Source passage:
- - - - - - -

The nature of the will is perhaps a more difficult and less attractive subject than the nature of the conscience; at any rate the controversy concerning it occupies comparatively a much smaller place in the history of philosophy than that concerning good and evil. For the most part, men, the great writers especially, have been content to state their opinions briefly, and then to leave the matter as one upon which argument was, on the whole, of little or no use. Modern philosophy, so fruitful in other regions, has neither added nor claimed to add much beyond what older writers—for instance, LockeVOL. V.-No. 25. CC

have condensed into a few sentences; and in spite of a good deal of more or less interesting discussion in quite recent years, the subject, so far as the public mind is concerned, appears to be left pretty much where Milton's fallen angels left it a good many centuries ago, when, like many a human being since their time, they found at once their doom and its solace

In reasoning high

Of providence, foreknowledge, will and fate,
Fixed fate, freewill, foreknowledge absolute,
And found no end, in wandering mazes lost.

It is very necessary to remark at the outset that, although the will owes by far the greater part of its interest as a subject of discussion to its connection with moral questions, will and conscience are nevertheless two perfectly distinct things, and that the former must be examined and its origin traced independently of the latter. If we begin by bending our conception of will to some supposed moral necessity, such as the assertion that the freedom of the will is essential to morality, we shall for certain go wrong. The will is simply that which does, the conscience that which does rightly: the product of the one is action; of the other, conduct. Hence the angels were philosophically in the right when, turning from the mazes of fate and will to more hopeful fields of thought

Of good and evil much they argued then.

- - - - - - -

Data segment:
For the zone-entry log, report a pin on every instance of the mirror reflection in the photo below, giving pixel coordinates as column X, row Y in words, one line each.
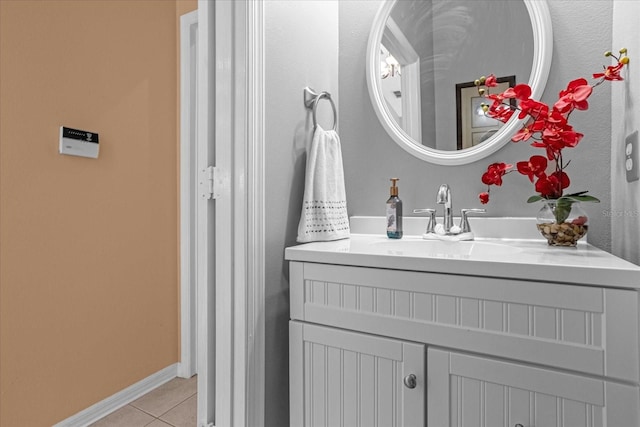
column 431, row 52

- - - - - - -

Jobs:
#1 From the passage on the nature of the will, extract the text from "It is very necessary" up to and including "they argued then.".
#2 In the passage on the nature of the will, what is named as the product of the conscience?
The material can be set aside.

Task-by-task answers:
#1
It is very necessary to remark at the outset that, although the will owes by far the greater part of its interest as a subject of discussion to its connection with moral questions, will and conscience are nevertheless two perfectly distinct things, and that the former must be examined and its origin traced independently of the latter. If we begin by bending our conception of will to some supposed moral necessity, such as the assertion that the freedom of the will is essential to morality, we shall for certain go wrong. The will is simply that which does, the conscience that which does rightly: the product of the one is action; of the other, conduct. Hence the angels were philosophically in the right when, turning from the mazes of fate and will to more hopeful fields of thought

Of good and evil much they argued then.

#2 Conduct.